[Data records]

╭──

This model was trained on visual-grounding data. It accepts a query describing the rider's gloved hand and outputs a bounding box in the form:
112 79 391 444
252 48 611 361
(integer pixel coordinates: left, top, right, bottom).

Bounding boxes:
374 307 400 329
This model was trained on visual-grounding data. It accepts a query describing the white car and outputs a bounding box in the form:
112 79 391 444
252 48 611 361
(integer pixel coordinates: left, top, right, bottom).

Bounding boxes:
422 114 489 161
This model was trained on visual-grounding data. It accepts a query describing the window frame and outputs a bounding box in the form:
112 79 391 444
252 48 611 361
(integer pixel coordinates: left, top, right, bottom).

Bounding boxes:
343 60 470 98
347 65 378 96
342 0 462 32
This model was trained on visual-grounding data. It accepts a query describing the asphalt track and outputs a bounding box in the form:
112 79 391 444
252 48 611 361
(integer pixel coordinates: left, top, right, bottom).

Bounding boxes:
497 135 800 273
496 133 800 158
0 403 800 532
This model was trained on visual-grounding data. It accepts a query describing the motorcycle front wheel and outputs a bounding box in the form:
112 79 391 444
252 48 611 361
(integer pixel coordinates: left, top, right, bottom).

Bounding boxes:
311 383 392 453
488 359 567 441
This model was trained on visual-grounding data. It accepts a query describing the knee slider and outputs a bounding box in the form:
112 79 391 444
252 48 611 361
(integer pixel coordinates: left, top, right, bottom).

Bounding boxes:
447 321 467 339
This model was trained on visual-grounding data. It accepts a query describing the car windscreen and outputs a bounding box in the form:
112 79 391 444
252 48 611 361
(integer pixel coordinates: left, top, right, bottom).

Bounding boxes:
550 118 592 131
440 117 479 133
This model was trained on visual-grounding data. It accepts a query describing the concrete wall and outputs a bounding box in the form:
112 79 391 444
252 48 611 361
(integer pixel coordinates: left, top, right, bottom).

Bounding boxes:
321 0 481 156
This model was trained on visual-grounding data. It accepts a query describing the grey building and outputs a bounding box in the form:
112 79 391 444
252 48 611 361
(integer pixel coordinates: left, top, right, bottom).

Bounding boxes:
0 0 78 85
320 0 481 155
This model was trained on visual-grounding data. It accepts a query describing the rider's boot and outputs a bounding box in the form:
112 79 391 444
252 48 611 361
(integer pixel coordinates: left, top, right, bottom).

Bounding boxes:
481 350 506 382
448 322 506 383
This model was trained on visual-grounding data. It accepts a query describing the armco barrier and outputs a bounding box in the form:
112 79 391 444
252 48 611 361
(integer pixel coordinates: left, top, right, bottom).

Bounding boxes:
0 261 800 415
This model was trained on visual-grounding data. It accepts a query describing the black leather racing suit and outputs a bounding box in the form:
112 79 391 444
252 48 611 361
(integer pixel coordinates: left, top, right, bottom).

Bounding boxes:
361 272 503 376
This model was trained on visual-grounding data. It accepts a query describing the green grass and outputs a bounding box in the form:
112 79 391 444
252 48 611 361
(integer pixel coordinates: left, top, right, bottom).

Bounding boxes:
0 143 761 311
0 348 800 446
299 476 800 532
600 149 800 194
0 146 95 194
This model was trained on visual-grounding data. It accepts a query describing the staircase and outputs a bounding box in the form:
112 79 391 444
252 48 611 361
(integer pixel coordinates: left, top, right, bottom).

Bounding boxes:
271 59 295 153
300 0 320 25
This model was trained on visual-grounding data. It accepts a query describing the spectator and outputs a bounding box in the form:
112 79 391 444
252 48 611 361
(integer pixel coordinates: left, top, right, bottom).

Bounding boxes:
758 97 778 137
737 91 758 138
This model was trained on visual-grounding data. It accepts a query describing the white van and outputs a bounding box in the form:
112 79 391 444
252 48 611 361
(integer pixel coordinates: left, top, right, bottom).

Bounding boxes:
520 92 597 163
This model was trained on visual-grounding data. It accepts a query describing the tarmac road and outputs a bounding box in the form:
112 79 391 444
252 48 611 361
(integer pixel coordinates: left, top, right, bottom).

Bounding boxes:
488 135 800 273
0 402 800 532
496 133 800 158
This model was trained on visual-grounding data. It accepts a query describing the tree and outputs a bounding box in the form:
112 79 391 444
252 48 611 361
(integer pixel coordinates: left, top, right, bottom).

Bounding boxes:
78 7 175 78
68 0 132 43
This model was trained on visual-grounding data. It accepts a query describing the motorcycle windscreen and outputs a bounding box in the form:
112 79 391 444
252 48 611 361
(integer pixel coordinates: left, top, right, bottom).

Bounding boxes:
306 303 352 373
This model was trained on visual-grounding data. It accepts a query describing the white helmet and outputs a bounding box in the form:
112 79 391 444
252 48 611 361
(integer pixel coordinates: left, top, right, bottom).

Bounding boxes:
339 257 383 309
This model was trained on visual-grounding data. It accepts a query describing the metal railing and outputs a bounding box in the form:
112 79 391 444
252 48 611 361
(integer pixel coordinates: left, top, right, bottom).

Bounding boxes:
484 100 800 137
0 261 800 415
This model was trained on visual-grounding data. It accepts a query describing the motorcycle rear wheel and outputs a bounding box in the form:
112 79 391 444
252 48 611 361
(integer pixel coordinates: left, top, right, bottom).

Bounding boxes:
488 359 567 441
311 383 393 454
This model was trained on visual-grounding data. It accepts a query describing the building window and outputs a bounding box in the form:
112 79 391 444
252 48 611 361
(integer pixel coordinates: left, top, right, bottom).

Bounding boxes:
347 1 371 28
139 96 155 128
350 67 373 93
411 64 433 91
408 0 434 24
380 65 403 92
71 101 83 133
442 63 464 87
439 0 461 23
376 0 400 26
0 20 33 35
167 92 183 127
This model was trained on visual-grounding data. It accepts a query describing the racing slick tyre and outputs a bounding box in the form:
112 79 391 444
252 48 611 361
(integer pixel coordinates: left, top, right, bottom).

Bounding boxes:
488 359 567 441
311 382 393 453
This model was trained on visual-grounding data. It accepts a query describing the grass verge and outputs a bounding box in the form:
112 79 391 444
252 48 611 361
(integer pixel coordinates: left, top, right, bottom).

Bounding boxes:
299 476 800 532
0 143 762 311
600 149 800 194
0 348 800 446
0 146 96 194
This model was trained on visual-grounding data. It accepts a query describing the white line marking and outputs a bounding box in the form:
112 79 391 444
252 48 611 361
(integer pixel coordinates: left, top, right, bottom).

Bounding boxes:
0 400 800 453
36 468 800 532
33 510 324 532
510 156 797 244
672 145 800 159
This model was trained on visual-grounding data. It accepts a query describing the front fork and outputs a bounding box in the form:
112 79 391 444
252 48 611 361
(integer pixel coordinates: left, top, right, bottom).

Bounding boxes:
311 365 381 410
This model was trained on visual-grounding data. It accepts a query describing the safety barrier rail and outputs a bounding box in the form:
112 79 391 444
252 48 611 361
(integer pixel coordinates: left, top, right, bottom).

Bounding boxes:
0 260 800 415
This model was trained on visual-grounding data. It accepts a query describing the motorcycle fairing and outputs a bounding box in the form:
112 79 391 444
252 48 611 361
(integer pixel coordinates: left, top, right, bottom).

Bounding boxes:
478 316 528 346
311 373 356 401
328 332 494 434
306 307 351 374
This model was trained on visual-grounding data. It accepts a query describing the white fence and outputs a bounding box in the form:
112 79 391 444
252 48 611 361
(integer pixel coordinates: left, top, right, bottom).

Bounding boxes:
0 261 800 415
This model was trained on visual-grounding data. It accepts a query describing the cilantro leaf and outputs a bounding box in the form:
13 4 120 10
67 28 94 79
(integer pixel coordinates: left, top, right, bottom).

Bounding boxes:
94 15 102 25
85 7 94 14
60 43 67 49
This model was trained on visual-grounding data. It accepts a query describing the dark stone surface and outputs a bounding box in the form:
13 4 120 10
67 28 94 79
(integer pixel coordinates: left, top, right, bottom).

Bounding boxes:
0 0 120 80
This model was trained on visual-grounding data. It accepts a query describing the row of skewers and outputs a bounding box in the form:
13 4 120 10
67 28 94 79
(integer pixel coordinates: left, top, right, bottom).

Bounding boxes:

╰──

> **Task prompt**
Return each line of the data records above in which the string "barrier" appears.

> **Solution**
This model was trained on visual-grounding data. It accepts a query describing the armco barrier and outputs a bounding box in the form:
This model was trained on visual-grounding data. It accepts a query describing the safety barrier rail and outputs a bounding box in the form:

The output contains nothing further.